- _DÉTAILS DE L'EXERCICE_
Dans la critique du roman Belle Mère présentée ci-dessous, reproduisez à l'identique tout le passage allant de « On suit le point » jusqu'à « des personnages attachants. ».

Belle Mère – Claude Pujade-Renaud 

(Actes Sud 1994)

Avant d’aller se coucher elle met la radio,

Paris est libérée. Tout émue Eudoxie.

Pour la première fois, Lucien a accepté qu’elle le touche.

Belle Mère ? Belle-mère ? L’absence du trait d’union dans le titre de cet étrange roman en dit beaucoup sur le sens à donner à l’œuvre. Et sur la relation troublante qui s’instaure peu à peu entre Eudoxie et son beau-fils Lucien. Lucien qui d’abord rejette cette intruse introduite par un père auquel il reproche d’avoir maltraité sa mère dont il est veuf.

L’histoire s’étend sur une cinquantaine d’années, de 1935 jusqu’aux années quatre-vingt. On traverse ainsi la seconde guerre mondiale : l’exode puis l’occupation et le libération, les événements de mai 1968, l’élection de François Mitterrand. Lucien est, certes, un peu fou, mais, finalement, c’est l’homme de la vie d’Eudoxie, puisque ses deux mariages successifs sont restés stériles et l’ont, à chaque fois, laissée veuve plus ou moins rapidement.

On suit le point de vue d’Eudoxie, un point de vue régulièrement interrompu, cependant, par de brèves échappées, notées en caractères italiques, sur des commentaires de Lucien, des commentaires teintés de cette douce folie qui le caractérise.

Des pages pleines de tendresse et d’émotion où l’on croise bien des personnages attachants.

On dit parfois que les bons sentiments font de la mauvaise littérature. Claude Pujade-Renaud fait ici la démonstration que ce n’est pas toujours le cas et il y a quelque chose de profondément bouleversant dans ce double destin aux couleurs mélancoliques. La langue, d’une grande force, épouse les singularités d’un personnage auquel on ne peut que s’attacher. Les phrases sont le plus souvent courtes, parfois dépourvues de verbe, pour se tenir au plus proche des perceptions et émotions de l’héroïne. Aucune mièvrerie, aucune complaisance, mais la sobre restitution d’un univers finalement sans grand relief. Tout est, par ailleurs, rédigé au présent – ce  qui donne une intensité toute particulière au récit : le lecteur se sent directement impliqué, partie prenante des événements racontés et la palette des registres mobilisés est très large, la dimension d’humour ayant même une place significative (le cactus offert par Lucien à sa belle-mère, par exemple).

Un Goncourt des lycéens donc à bien des égards inattendu. On ne peut que se féliciter que les jurés de cette année-là aient perçu la force d’un récit plein de rebondissements, certes, mais surtout fondé sur des ressorts d’ordre psychologique. Le redécouvrir aujourd’hui en vaut vraiment la peine.

- _LIGNES DE DONNÉES_

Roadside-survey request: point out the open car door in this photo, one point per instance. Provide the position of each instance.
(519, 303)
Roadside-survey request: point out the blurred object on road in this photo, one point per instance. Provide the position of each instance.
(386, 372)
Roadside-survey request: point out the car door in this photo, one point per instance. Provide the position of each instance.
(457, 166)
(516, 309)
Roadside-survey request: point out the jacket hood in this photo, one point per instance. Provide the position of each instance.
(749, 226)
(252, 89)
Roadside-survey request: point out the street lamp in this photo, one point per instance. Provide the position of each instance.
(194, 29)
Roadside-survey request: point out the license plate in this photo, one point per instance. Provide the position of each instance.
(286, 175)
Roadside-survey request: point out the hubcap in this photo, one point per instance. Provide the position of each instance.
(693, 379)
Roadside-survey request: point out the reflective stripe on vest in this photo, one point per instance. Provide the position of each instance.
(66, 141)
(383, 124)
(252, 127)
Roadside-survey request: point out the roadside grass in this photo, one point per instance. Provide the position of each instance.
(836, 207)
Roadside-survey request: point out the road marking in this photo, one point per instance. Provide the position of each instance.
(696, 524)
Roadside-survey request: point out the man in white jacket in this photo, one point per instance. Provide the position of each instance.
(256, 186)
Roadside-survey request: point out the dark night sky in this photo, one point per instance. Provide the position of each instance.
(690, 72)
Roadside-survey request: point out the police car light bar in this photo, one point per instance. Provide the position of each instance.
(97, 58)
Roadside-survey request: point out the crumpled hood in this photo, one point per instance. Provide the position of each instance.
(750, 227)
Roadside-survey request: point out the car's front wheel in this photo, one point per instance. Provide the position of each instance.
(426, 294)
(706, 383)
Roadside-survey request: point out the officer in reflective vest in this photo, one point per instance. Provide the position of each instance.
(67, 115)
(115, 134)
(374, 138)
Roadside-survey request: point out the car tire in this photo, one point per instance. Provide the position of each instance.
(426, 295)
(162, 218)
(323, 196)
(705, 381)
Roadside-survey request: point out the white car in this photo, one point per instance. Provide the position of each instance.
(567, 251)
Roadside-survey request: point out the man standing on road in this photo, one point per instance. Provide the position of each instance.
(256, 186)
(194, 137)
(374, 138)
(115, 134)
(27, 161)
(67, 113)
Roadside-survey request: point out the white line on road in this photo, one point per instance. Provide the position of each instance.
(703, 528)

- _RÉPONSE_
On suit le point de vue d’Eudoxie, un point de vue régulièrement interrompu, cependant, par de brèves échappées, notées en caractères italiques, sur des commentaires de Lucien, des commentaires teintés de cette douce folie qui le caractérise.

Des pages pleines de tendresse et d’émotion où l’on croise bien des personnages attachants.